■ Challenges ■
**a.** Using the article about the George Jones single, answer these questions, one per line:
(i) What song is on the B-side?
(ii) Who produced the single?
(iii) What was the song's highest position on the Billboard Hot Country Singles chart?
**b.** Copy the article about the George Jones single word for word, from "George Jones singles" up to and including "Country Singles chart.".
**c.** Continue the article about the George Jones single from the point where it stops.

■ Source extract ■
....................
Single by George Jones

from the album I Am What I Am
- B-side: "Brother to the Blues"
- Released: January 1981
- Genre: Country
- Length: 3:13
- Label: Epic
- Songwriter(s): Harlan Sanders Rick Beresford
- Producer(s): Billy Sherrill

George Jones singles chronology
| "I'm Not Ready Yet" (1980) | "If Drinkin' Don't Kill Me (Her Memory Will)" (1981) | "Still Doin' Time" (1981) |

= If Drinkin' Don't Kill Me (Her Memory Will) =

"If Drinkin' Don't Kill Me (Her Memory Will)" is a song written by Harlan Sanders and Rick Beresford, and recorded by American country music artist George Jones. It was released in January 1981 as the third single from his album I Am What I Am. The song peaked at number 8 on the Billboard Hot Country Singles chart.
....................
■ Records shown ■
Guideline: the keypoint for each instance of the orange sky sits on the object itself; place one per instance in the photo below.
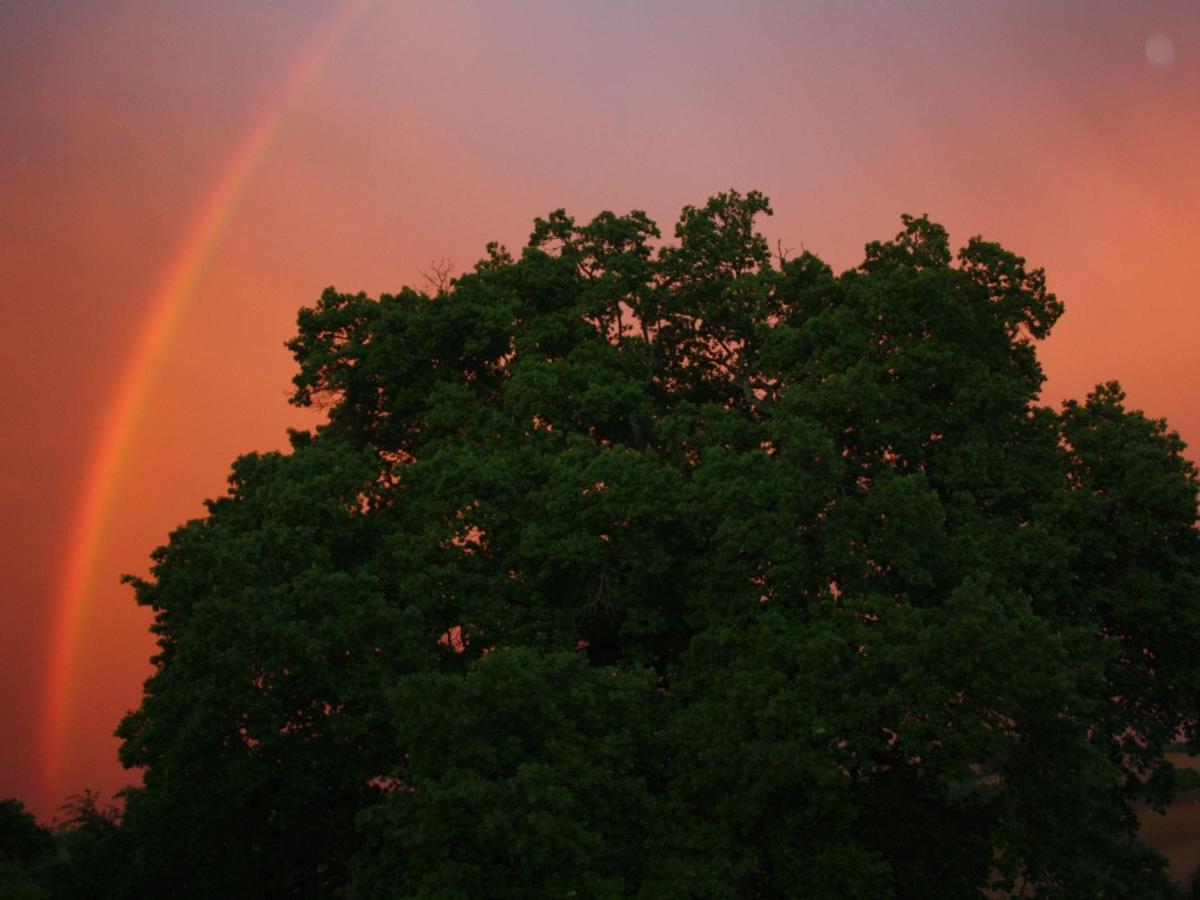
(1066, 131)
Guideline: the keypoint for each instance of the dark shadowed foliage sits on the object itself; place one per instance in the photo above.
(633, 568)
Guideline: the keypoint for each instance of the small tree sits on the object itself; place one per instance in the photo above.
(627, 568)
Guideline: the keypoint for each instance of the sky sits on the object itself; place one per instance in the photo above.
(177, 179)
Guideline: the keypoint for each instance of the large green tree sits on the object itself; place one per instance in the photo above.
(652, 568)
....................
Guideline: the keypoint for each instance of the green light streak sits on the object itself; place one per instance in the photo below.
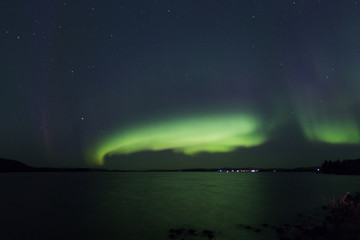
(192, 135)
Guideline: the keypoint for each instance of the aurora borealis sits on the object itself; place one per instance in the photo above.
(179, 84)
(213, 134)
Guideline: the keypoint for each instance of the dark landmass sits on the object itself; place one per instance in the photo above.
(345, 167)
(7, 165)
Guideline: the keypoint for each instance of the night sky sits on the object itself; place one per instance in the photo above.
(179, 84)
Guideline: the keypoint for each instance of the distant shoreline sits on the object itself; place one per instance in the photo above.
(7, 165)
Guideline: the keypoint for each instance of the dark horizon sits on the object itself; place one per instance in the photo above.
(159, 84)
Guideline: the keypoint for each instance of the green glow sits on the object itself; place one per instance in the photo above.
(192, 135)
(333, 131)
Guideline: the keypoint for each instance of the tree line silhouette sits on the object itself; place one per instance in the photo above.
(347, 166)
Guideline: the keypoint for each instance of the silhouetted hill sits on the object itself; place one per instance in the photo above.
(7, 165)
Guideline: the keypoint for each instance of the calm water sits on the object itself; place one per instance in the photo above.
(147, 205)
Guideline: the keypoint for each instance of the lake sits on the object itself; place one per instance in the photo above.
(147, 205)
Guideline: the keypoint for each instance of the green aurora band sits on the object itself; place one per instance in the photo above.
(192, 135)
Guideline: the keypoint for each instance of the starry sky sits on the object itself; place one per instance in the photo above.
....................
■ Answers by task ■
**a.**
(i) "Brother to the Blues"
(ii) Billy Sherrill
(iii) Number 8

**b.**
George Jones singles chronology
| "I'm Not Ready Yet" (1980) | "If Drinkin' Don't Kill Me (Her Memory Will)" (1981) | "Still Doin' Time" (1981) |

= If Drinkin' Don't Kill Me (Her Memory Will) =

"If Drinkin' Don't Kill Me (Her Memory Will)" is a song written by Harlan Sanders and Rick Beresford, and recorded by American country music artist George Jones. It was released in January 1981 as the third single from his album I Am What I Am. The song peaked at number 8 on the Billboard Hot Country Singles chart.

**c.**
==Background==
By 1981, Jones’ career continued to thrive after the remarkable success of his #1 hit single "He Stopped Loving Her Today." After experiencing a lull in his career in the late 1970s, the song reignited the singer's career on the charts; in 1980, he scored a #2 hit with "Two Story House," a duet with his ex-wife Tammy Wynette, and reached #2 again with his rendition of the Tom T. Hall composition "I'm Not Ready Yet." However, the upswing in his professional life brought little peace to his personal one; dogged by a years-old cocaine addiction and a nearly thirty-year drinking problem, he continued to miss shows, engage the police in high-speed chases, and arrive at award shows obviously inebriated to accept honors for "He Stopped Loving Her Today." The despairingly hopeless "If Drinkin' Don't Kill Me (Her Memory Will)" verged on topicality as Jones sang about falling out of cars at four in the morning and drinking "twenty bottles." As he often had, Jones played up to his demolished reputation with a mixture of sheepish bravado and showbiz practicality, writing in his 1995 memoir I Lived to Tell It All, "Knowing what people thought about Tammy and me, I often changed the words of 'If Drinkin' Don't Kill Me' when I sang it publicly, particularly on national television: If drinkin' don't kill me, Tammy's memory will...If folks bought my records because they thought I was breaking down, which I happened to be, so be it."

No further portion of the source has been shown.